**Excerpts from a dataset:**
++++
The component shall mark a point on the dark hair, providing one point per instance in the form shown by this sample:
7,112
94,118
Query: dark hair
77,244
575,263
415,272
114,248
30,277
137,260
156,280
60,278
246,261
++++
**Problem description:** Please copy the data in full, character for character.

**Output for this task:**
The component shall mark a point on the dark hair, providing one point per instance in the form shown by this sample:
7,112
94,118
Query: dark hair
77,244
575,263
415,272
114,248
30,277
137,260
156,280
60,278
246,261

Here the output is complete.